*SELECTED TEXT*:
###

It's essentially a family-friendly sci-fi show. Some like to say it's more science fantasy than science fiction, and I'd be inclined to agree with that definition. It's whimsical, sometimes cheesy, but it has a boundless energy that a lot of people find hard to ignore. Plus, it's British.

What's it about?
The show is about a 1000-year-old time-travelling alien who only goes by the name 'The Doctor' - nobody knows his real, original name. In the original series he was an exile from his planet, a runaway who decided to adventure time and space. He was drawn back to his planet to aid them in a war - a war that decimated them. He is now the last of his kind, and has essentially adopted Earth as his second home. He tends to pick up stray humans to take them on his adventures with him.

Does this mean if I want to get into the show I have tons of catching up to do?
No. The show is designed so people can jump on board pretty much anywhere. The recommendation is to jump on board with the modern era of the show, and even then there's several potential points where you can hop on.

There's 26 retro series and 7 modern ones, as well as two spin-off shows. There's also a TV movie, books, audio books, audio plays, board games, video games, comics and all sorts of other things. If you get into it, there's seemingly endless content to consume.

The modern series consists of 13 45-minute episodes a year, plus an hour-long Christmas special. Occasionally we get additional specials as well.

I'm new. What are the basics of the show?
The Doctor is an alien known as a Time Lord who is somewhere between 900 and 1000 years old (at the present point in the series) from the planet Gallifrey. He's interestingly different from most other TV heroes in that the Doctor doesn't carry weapons and doesn't kill; he'll always find another solution if he can.

###

*INFORMATION SUPPLIED*:

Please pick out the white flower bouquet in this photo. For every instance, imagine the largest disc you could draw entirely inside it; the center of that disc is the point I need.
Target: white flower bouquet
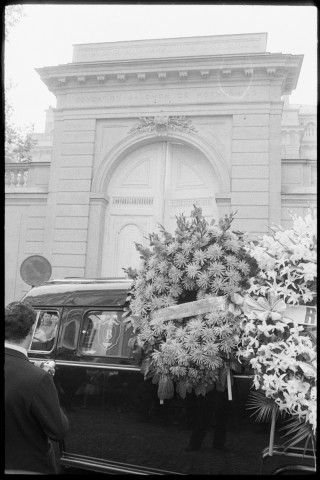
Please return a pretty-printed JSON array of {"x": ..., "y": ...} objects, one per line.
[{"x": 281, "y": 352}]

###

*WORK REQUIRED*: Quote the passage in the text above about the time-travel show, between "What's it about?" and "adventures with him.", inclusive.

*COMPLETED EXERCISE*:
What's it about?
The show is about a 1000-year-old time-travelling alien who only goes by the name 'The Doctor' - nobody knows his real, original name. In the original series he was an exile from his planet, a runaway who decided to adventure time and space. He was drawn back to his planet to aid them in a war - a war that decimated them. He is now the last of his kind, and has essentially adopted Earth as his second home. He tends to pick up stray humans to take them on his adventures with him.